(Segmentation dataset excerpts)

###

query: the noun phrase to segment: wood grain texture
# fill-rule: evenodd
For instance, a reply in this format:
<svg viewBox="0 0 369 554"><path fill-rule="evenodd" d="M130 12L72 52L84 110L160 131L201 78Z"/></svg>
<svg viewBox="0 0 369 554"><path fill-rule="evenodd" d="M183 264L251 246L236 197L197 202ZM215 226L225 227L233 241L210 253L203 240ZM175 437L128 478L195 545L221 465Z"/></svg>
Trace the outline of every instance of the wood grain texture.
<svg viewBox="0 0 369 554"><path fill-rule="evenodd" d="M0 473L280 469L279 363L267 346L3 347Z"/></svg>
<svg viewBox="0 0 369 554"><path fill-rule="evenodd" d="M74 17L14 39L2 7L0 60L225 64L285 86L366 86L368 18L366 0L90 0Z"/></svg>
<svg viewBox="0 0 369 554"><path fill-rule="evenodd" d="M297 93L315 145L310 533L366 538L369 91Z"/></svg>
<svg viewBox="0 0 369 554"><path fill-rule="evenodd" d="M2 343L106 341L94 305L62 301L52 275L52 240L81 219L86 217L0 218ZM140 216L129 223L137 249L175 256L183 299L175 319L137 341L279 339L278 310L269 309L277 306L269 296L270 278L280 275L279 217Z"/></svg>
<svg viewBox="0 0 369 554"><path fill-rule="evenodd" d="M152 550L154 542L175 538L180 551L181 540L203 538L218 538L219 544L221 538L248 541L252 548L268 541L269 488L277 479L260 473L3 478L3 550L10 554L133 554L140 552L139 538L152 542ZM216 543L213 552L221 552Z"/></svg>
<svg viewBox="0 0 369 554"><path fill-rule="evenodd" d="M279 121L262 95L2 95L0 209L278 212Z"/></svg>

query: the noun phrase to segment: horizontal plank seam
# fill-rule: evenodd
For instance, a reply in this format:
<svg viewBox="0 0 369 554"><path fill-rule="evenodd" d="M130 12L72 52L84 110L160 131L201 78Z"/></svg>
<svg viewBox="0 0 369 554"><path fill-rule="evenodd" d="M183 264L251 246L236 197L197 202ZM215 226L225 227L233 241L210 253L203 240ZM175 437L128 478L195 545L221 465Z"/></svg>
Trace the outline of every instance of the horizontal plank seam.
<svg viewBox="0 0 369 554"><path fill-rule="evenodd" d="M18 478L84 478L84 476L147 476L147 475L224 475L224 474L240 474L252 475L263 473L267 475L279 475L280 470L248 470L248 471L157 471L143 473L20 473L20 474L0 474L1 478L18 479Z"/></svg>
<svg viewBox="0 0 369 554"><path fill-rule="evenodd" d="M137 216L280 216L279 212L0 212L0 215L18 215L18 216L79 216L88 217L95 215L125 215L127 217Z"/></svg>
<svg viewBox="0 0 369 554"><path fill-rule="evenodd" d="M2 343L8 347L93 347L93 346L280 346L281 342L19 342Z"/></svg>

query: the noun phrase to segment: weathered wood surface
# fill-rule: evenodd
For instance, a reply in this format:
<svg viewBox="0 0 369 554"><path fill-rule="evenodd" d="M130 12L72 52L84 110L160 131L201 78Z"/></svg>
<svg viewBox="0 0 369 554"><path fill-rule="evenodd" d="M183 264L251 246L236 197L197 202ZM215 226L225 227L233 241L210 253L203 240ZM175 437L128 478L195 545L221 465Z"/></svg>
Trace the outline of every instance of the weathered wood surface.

###

#### Problem details
Copy the entries above word for word, with every line unchanged.

#### Solution for this exercise
query: the noun phrase to segment: wood grain texture
# fill-rule: evenodd
For instance, a reply in this format:
<svg viewBox="0 0 369 554"><path fill-rule="evenodd" d="M130 12L72 52L84 110L160 131L201 78Z"/></svg>
<svg viewBox="0 0 369 554"><path fill-rule="evenodd" d="M183 264L251 246L236 197L197 202ZM215 226L225 227L233 241L210 253L203 240ZM175 437L128 478L195 545L221 465Z"/></svg>
Trace the outline of every instance of the wood grain texture.
<svg viewBox="0 0 369 554"><path fill-rule="evenodd" d="M0 473L280 469L279 363L267 346L3 347Z"/></svg>
<svg viewBox="0 0 369 554"><path fill-rule="evenodd" d="M74 17L14 39L2 7L0 60L225 64L285 86L366 86L368 18L366 0L90 0Z"/></svg>
<svg viewBox="0 0 369 554"><path fill-rule="evenodd" d="M297 93L315 145L310 533L366 538L369 91Z"/></svg>
<svg viewBox="0 0 369 554"><path fill-rule="evenodd" d="M2 343L106 341L94 305L62 301L52 275L52 240L81 219L86 217L0 218ZM140 216L129 223L137 249L175 256L183 299L175 319L137 341L279 339L278 310L269 309L277 306L269 296L270 278L280 275L279 217Z"/></svg>
<svg viewBox="0 0 369 554"><path fill-rule="evenodd" d="M152 550L154 542L175 538L180 551L181 540L203 538L218 538L219 544L221 538L248 541L252 548L268 541L269 488L277 479L260 473L3 478L3 550L10 554L133 554L140 552L139 538L152 542ZM216 543L213 552L221 552Z"/></svg>
<svg viewBox="0 0 369 554"><path fill-rule="evenodd" d="M279 121L262 95L2 95L0 209L278 212Z"/></svg>

query: the noun phrase to segment: horizontal plank seam
# fill-rule: evenodd
For instance, a reply in this format:
<svg viewBox="0 0 369 554"><path fill-rule="evenodd" d="M130 12L72 52L84 110L160 131L201 78Z"/></svg>
<svg viewBox="0 0 369 554"><path fill-rule="evenodd" d="M183 264L251 246L236 197L197 202ZM215 226L225 227L233 241L210 253L203 240ZM175 437L128 478L195 545L221 465Z"/></svg>
Trace the outline of every instance of the horizontal plank seam.
<svg viewBox="0 0 369 554"><path fill-rule="evenodd" d="M18 478L84 478L84 476L147 476L147 475L224 475L224 474L240 474L252 475L263 473L267 475L279 475L280 470L248 470L248 471L157 471L143 473L20 473L20 474L0 474L1 478L18 479Z"/></svg>
<svg viewBox="0 0 369 554"><path fill-rule="evenodd" d="M137 216L280 216L279 212L0 212L0 215L18 215L18 216L79 216L88 217L95 215L125 215L127 217Z"/></svg>
<svg viewBox="0 0 369 554"><path fill-rule="evenodd" d="M2 343L8 347L93 347L93 346L280 346L281 342L19 342Z"/></svg>

query: the noun phrase to segment: weathered wood surface
# fill-rule: evenodd
For instance, a reply in this format:
<svg viewBox="0 0 369 554"><path fill-rule="evenodd" d="M130 12L72 52L84 110L160 131L201 78Z"/></svg>
<svg viewBox="0 0 369 554"><path fill-rule="evenodd" d="M183 264L251 246L236 197L197 202ZM215 226L225 227L233 241L210 253L203 240ZM175 437L128 478L195 545L221 465Z"/></svg>
Trace the outline of every instance of the weathered wood surface.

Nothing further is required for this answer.